The required output is the line that contains "Where can the window mullion" plus every line after it in the listing below, copied exactly as it appears.

□ □ □ □ □

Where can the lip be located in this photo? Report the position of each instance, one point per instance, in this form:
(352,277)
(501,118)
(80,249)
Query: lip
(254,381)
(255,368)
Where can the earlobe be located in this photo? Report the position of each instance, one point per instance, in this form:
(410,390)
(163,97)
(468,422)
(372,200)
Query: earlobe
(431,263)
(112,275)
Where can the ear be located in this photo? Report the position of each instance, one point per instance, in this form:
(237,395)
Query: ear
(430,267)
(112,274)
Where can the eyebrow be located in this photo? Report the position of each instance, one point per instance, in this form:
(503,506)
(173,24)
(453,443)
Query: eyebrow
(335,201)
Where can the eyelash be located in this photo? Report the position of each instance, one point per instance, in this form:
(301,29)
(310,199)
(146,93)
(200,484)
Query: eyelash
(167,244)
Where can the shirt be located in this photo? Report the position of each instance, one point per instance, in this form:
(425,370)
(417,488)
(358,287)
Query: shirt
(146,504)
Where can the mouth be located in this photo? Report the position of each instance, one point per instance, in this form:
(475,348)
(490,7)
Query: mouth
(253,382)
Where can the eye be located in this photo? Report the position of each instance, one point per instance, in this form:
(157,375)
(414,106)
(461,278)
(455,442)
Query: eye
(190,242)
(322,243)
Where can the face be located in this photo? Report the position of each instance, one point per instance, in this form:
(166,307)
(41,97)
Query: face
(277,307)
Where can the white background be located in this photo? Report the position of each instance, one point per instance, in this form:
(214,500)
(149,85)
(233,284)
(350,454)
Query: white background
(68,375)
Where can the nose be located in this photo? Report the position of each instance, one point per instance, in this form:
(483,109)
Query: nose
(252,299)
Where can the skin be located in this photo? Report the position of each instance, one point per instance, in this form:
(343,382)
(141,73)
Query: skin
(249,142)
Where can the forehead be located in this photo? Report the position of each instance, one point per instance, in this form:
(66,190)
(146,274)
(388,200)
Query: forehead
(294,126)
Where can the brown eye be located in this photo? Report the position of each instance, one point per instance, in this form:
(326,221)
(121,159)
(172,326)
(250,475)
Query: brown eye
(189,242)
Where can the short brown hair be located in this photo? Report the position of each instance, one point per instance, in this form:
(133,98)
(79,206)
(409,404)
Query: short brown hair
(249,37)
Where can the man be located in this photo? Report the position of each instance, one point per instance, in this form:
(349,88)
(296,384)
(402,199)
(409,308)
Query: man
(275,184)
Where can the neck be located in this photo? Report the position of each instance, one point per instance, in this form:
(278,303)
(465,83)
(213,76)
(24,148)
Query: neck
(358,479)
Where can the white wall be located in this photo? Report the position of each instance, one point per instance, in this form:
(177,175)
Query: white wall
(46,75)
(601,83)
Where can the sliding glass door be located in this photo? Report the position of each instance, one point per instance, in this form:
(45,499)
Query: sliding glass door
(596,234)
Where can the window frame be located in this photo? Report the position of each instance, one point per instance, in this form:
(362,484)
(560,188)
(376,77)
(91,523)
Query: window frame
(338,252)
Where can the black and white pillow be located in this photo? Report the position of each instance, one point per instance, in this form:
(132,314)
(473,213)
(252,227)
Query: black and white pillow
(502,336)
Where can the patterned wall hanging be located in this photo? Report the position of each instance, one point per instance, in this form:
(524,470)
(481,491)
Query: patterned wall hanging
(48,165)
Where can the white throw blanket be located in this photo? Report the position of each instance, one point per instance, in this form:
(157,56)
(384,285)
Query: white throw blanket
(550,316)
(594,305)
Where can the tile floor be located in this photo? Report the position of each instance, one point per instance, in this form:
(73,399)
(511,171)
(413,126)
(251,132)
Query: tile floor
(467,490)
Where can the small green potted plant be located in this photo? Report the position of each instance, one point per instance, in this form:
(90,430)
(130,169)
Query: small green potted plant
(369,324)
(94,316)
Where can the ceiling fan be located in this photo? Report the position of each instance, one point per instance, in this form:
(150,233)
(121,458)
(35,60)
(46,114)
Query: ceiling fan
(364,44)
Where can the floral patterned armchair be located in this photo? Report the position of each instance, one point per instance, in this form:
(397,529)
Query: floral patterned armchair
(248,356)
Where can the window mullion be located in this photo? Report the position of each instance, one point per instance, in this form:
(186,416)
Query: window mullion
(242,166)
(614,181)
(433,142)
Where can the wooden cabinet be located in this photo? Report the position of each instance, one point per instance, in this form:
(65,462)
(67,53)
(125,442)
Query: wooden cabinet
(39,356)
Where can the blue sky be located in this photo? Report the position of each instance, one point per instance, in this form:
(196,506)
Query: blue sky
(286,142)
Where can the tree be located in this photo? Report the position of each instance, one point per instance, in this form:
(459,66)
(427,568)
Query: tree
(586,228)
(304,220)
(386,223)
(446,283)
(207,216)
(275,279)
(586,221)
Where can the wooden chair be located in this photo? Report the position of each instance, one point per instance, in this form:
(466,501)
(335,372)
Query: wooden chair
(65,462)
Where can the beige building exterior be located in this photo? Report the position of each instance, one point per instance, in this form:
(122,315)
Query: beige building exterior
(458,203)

□ □ □ □ □

§ Output for this task
Where can the window mullion be located in this photo? Report the position of each instance, one point per instance, in this form:
(186,416)
Query: window mullion
(242,166)
(614,181)
(433,142)
Where can the wooden cabinet be located in this photo? Report the position of each instance, one point per instance, in this form:
(65,462)
(67,53)
(125,442)
Query: wooden cabinet
(39,356)
Where can the blue sky be located in this photo? Report the position of each instance, one point per instance, in this form:
(196,506)
Query: blue sky
(286,142)
Where can the tree be located in this photo? Report the position of each instance, one point per instance, in this form:
(459,66)
(427,568)
Query: tree
(586,228)
(304,220)
(386,223)
(446,283)
(207,216)
(275,279)
(586,221)
Where can the wooden chair be located in this photo? Report the position of each instance, one point per instance, in this form:
(466,501)
(335,372)
Query: wooden chair
(65,462)
Where can the beige building exterior be located in this photo? Report the position of each instance, one point per instance, in this form:
(122,315)
Query: beige building exterior
(458,203)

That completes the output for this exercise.